What this task involves
Word for word, give the material below again, minus any images.

Pointing dataset records:

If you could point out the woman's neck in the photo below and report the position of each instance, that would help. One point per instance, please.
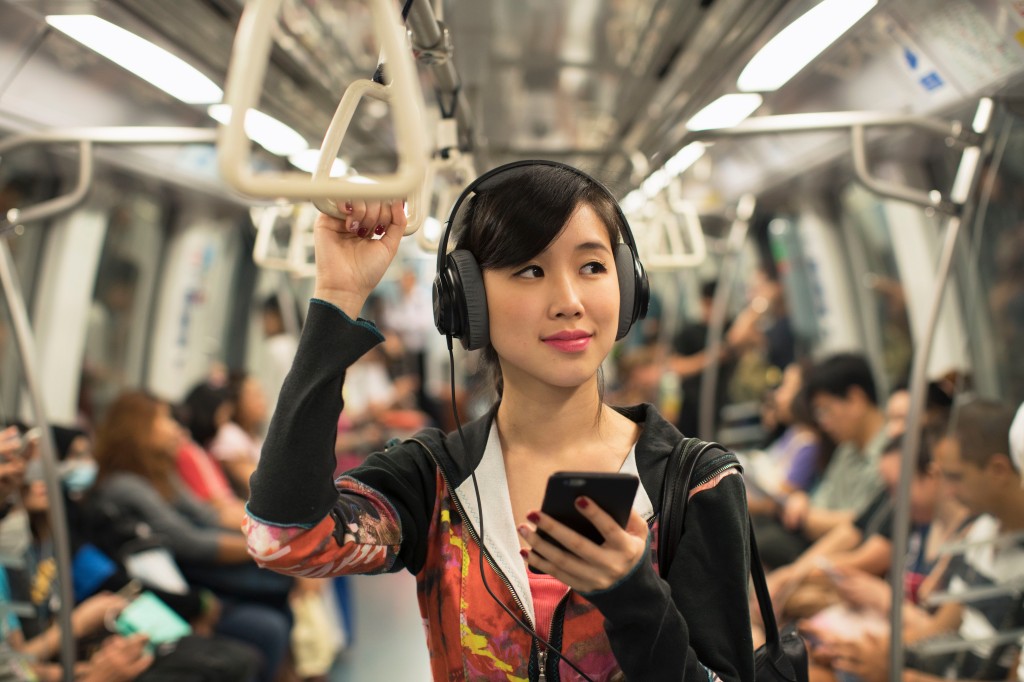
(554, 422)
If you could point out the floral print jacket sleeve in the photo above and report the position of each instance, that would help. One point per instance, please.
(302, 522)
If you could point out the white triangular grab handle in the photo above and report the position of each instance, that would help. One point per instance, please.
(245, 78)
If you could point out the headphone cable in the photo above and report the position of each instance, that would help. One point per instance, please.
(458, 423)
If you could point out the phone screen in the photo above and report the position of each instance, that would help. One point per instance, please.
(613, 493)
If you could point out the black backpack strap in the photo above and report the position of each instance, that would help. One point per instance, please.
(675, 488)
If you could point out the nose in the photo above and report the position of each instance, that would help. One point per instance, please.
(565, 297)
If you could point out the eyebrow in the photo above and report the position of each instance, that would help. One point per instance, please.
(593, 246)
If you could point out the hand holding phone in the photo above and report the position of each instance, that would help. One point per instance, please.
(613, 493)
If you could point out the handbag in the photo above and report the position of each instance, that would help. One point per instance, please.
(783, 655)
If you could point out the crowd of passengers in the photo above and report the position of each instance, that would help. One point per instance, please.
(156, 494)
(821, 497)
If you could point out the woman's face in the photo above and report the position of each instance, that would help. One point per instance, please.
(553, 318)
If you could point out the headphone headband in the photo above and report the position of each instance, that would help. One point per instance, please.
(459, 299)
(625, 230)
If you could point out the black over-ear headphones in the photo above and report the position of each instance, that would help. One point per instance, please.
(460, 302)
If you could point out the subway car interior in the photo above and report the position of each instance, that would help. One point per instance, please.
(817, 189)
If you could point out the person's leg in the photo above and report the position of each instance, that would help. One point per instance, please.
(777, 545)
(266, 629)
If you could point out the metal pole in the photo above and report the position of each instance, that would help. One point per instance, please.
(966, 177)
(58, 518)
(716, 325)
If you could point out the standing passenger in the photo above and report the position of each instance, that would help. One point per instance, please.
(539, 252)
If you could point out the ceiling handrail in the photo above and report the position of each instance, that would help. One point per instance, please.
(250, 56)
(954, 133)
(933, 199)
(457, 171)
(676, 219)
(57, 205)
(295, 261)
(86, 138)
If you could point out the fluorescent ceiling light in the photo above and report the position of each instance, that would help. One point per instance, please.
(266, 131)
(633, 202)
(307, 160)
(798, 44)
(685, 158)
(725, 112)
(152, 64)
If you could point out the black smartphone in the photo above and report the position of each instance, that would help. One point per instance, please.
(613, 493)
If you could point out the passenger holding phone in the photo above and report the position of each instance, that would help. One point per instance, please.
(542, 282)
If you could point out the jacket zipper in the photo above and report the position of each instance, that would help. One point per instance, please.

Written answer
If you could point out the woman's neck in the photo below and report the position of each instance, that would help. One point per instance, please.
(554, 422)
If you could point out the floral print jacket sleeve in the photo above and report the position of each instance, that would help. One point per instance, please.
(302, 522)
If you could point out the white triangular grab handle in the photo above and report the position of each instance, that would help. One point per instance, please.
(245, 78)
If you could point out the headphone cable in the photo above and report the position of each instance, that would help. One point per instance, please.
(458, 423)
If you could point out the phone screen in the photo above and report the position of each instance, that would help. One point per instance, please.
(613, 493)
If you could point out the black backpack strap in the photo above and report the position of each instance, that would help. One point per instance, please.
(675, 488)
If you could point out the nose in the photo above and report the position of each instance, that would help. One point per instance, please.
(565, 297)
If you could point out the eyebrow in the photo above and report the position of each instance, that would help. One point per instance, please.
(593, 246)
If you could point out the hand holding phone in the photo above and report the position of each instance, that would help. One point per instance, please.
(613, 493)
If you could point out the handbag in the photo above and report the position of each instance, that would help. One point per instance, please.
(783, 655)
If you could point out the crowd of passengers in the photo above and report the position of each instance, that would help. One point per instance, please.
(156, 494)
(821, 497)
If you could point out the woman's face in the photo above and report the position of each instance, that would help. One point per instance, please.
(553, 318)
If you could point out the headphone headband in the photo above and report the position of each instance, that would help. One point per instance, please.
(459, 299)
(625, 230)
If you could point out the black over-ear headphones in the photo above and report the position of each instance, that would help. One point per instance, please.
(460, 302)
If you could point out the subway car interior in the photo above and report the position of each instance, that would help. One point per instance, please.
(817, 189)
If you could point out the person's leg in the photo above and report the position of each instance, that would help. One point per instance, please.
(777, 545)
(266, 629)
If you could point out the metal pole in the photo above and report the position of each instance, that would help. One point per instance, please.
(966, 177)
(58, 518)
(716, 325)
If you could point out the standing passenger in the photo above and report the position of each instance, that would help. One point per instance, please.
(539, 252)
If you could point out the ceiling handrail in the photo above and report the position of each instance, that would help. One point per instance, please.
(250, 56)
(954, 133)
(933, 199)
(457, 171)
(676, 219)
(57, 205)
(295, 261)
(86, 138)
If you could point out the fluorescent ceiling light in the photo above and report the position of each instance, that would help. One point per instance, please.
(266, 131)
(633, 202)
(307, 160)
(798, 44)
(685, 158)
(725, 112)
(152, 64)
If you could point out the black smartphone in the photo above and report the position of each instance, that would help. One point per instance, please.
(613, 493)
If you could point out the passenger holding phone in the photo above and report the position of each instance, that would help. One point per instance, please.
(542, 282)
If you could point out the jacket zipper in the photo above and report the position of each instance, that would help. One point per instance, please.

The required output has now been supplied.